** Problem to work on **
Identify each line in the records below that contains the word "bottom", and copy it.

** Materials provided **
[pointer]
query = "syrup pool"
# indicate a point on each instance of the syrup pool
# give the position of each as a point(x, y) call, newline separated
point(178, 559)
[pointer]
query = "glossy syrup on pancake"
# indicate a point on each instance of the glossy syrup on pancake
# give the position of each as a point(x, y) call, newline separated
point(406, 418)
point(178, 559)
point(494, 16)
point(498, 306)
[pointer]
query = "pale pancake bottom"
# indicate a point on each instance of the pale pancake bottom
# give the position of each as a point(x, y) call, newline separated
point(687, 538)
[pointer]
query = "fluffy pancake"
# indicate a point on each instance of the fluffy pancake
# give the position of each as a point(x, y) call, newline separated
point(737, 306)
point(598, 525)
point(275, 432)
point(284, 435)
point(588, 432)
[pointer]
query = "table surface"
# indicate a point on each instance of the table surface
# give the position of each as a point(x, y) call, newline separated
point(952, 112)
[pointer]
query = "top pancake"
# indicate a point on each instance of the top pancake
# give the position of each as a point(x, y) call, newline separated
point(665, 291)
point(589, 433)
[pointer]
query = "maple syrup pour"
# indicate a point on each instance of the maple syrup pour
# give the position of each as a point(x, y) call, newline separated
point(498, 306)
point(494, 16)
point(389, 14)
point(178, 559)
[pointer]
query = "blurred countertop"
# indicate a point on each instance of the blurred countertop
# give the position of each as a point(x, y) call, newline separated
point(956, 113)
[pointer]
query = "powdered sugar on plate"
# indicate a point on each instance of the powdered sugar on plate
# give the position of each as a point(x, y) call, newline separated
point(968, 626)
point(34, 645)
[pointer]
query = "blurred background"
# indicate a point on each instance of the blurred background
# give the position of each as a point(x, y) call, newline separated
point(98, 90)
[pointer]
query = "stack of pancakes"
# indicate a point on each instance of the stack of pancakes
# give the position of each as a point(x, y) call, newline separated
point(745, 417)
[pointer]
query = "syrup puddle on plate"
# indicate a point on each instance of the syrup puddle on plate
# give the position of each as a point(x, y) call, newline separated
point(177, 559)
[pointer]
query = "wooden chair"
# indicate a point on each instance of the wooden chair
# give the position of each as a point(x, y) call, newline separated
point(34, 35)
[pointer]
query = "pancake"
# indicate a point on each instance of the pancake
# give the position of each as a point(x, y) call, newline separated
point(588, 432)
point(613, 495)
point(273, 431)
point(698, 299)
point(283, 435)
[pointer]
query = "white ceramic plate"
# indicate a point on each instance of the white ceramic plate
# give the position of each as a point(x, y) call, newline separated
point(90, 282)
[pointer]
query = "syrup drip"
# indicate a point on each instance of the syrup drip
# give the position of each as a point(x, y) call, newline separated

** Reply to the task **
query = "pale pancake bottom"
# indicate a point on each instance of the pale pancake bottom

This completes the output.